* _Problem to solve_
Starting at the beginning of the records and ending at the line containing "330, 323, 472]]", rewrite every line in full, shifting each bounding-box coordinate in the answers up by 144 and leaving all other text as it stands.

* _Provided information_

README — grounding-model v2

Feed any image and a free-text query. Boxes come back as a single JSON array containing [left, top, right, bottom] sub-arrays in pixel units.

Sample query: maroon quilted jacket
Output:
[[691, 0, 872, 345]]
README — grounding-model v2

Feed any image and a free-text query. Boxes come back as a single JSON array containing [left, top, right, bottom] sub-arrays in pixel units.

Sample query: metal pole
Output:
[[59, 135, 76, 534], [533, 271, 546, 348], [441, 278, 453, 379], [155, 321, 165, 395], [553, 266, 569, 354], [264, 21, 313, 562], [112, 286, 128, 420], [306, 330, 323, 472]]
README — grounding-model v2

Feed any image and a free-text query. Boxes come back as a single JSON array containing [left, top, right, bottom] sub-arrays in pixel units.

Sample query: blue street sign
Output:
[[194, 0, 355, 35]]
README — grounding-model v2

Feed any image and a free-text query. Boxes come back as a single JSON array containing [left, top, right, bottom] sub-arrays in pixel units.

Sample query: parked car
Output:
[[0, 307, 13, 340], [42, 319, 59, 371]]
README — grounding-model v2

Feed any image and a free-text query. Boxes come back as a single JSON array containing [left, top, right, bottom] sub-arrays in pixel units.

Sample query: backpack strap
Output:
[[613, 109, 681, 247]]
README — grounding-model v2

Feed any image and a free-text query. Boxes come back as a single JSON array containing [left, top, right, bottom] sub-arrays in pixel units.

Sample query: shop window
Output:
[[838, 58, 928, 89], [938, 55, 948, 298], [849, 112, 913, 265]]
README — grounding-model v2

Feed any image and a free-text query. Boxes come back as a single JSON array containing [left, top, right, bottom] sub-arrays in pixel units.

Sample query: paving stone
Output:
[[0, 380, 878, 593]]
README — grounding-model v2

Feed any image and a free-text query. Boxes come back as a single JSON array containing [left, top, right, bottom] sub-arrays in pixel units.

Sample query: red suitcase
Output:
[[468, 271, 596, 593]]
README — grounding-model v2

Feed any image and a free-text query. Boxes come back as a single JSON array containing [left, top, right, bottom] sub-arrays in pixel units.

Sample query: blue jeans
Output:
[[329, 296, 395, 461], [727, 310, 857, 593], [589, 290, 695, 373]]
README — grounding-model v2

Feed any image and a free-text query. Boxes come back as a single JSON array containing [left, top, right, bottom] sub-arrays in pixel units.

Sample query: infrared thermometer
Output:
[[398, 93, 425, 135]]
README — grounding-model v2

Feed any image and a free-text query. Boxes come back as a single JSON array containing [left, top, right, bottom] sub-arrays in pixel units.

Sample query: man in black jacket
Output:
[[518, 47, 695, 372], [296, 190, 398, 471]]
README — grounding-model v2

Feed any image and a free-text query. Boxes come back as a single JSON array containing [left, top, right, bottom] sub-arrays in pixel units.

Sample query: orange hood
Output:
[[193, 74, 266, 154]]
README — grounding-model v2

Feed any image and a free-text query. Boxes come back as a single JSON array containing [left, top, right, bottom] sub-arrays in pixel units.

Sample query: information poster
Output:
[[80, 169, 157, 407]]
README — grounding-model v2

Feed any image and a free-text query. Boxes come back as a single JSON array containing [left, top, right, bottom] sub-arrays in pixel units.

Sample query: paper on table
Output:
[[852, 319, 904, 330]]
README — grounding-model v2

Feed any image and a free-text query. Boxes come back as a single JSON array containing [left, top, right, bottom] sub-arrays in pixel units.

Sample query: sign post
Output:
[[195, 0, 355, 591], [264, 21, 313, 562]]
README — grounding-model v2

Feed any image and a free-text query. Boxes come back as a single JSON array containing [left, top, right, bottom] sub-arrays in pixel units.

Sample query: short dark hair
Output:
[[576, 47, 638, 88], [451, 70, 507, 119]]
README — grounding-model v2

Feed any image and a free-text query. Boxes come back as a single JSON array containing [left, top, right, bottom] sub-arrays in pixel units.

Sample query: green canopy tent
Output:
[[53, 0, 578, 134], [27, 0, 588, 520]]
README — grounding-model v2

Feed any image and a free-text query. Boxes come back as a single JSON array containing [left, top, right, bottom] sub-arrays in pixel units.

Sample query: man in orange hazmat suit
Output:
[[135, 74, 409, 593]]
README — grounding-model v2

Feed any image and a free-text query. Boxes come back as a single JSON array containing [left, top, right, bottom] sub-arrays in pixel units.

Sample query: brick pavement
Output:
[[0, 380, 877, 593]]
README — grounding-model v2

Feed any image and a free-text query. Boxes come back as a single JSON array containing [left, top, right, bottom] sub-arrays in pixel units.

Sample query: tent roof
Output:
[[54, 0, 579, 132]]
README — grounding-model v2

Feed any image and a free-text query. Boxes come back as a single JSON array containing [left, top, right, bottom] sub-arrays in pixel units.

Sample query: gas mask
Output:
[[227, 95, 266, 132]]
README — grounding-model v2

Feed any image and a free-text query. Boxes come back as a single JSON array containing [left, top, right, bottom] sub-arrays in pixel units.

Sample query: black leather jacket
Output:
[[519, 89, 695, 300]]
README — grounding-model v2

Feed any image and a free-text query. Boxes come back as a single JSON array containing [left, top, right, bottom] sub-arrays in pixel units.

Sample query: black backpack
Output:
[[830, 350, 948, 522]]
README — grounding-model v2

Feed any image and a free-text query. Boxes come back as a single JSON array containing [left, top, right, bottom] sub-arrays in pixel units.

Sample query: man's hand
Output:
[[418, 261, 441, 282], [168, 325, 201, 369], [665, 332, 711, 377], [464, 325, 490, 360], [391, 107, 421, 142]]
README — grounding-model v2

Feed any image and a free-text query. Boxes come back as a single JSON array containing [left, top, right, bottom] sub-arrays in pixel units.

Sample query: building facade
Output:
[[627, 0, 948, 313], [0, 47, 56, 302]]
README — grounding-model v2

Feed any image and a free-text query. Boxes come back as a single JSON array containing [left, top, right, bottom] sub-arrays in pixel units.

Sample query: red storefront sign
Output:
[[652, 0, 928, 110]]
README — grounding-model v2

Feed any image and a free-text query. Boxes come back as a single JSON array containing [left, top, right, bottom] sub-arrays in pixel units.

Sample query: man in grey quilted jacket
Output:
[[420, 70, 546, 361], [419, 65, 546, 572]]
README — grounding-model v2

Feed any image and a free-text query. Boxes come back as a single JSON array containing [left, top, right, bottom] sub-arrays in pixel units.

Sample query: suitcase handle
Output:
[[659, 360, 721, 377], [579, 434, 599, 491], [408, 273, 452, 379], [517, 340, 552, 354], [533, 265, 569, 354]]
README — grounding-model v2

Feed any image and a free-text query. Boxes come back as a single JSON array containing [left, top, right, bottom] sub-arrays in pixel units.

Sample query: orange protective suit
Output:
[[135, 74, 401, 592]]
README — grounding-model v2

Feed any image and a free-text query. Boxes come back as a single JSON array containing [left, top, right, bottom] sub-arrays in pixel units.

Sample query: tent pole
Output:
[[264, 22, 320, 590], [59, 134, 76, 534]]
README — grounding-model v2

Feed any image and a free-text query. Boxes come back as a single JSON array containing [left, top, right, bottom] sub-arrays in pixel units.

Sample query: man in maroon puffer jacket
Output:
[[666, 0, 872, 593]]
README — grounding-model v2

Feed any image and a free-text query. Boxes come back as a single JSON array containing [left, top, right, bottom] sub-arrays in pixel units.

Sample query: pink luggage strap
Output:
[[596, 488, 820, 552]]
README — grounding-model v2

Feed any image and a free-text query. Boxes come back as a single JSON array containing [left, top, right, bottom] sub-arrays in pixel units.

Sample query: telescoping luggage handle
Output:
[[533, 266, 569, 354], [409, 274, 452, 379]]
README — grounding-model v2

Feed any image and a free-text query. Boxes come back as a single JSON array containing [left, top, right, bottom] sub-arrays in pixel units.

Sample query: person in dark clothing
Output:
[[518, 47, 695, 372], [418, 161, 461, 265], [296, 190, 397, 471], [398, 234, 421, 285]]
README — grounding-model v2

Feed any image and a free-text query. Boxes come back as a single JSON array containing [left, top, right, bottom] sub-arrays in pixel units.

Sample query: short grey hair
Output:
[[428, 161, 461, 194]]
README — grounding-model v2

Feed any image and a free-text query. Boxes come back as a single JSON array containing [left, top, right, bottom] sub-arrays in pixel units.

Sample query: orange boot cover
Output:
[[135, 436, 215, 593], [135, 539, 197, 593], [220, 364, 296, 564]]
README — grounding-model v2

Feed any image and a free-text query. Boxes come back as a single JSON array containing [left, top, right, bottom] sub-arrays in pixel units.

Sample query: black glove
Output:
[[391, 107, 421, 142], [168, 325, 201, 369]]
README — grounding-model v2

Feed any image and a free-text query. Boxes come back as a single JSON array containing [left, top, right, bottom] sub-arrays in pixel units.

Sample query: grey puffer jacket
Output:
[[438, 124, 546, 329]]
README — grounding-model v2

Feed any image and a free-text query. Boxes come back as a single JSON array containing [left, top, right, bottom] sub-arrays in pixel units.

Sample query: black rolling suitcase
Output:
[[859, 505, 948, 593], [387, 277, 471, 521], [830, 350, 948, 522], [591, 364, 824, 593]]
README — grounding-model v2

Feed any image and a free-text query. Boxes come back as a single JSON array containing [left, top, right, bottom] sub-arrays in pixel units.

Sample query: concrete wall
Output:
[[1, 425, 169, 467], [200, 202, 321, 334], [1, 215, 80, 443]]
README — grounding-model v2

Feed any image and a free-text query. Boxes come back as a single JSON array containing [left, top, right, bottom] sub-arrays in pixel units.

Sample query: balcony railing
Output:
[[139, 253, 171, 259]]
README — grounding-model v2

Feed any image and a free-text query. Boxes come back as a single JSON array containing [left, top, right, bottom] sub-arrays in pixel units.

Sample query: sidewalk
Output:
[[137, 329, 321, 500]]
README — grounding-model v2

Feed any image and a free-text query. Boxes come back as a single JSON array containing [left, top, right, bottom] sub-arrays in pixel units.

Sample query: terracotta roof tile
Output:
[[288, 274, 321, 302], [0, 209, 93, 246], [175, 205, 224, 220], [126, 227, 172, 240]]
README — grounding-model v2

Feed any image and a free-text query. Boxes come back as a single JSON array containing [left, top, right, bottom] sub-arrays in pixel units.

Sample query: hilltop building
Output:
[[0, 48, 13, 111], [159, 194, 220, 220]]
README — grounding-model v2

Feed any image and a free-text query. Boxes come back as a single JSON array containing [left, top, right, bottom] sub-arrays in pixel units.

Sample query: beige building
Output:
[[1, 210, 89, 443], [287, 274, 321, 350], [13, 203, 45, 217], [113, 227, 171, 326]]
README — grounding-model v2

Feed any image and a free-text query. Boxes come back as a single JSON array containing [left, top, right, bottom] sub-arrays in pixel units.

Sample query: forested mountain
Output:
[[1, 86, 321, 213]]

* _Task answer_
README — grounding-model v2

Feed any image and a free-text query. Boxes come back as a single JSON array containing [left, top, right, bottom] sub-arrays in pixel units.

Sample query: maroon quilted jacket
Output:
[[835, 144, 1016, 489]]
README — grounding-model v2

Feed any image and a free-text query. Boxes come back as a single JSON array containing [left, top, right, bottom] sub-arrays in pixel units.

Sample query: metal pole
Output:
[[203, 279, 220, 678], [677, 415, 690, 492], [585, 422, 597, 523], [299, 465, 309, 539], [697, 410, 713, 498], [408, 165, 457, 706], [256, 430, 272, 564], [450, 474, 467, 616]]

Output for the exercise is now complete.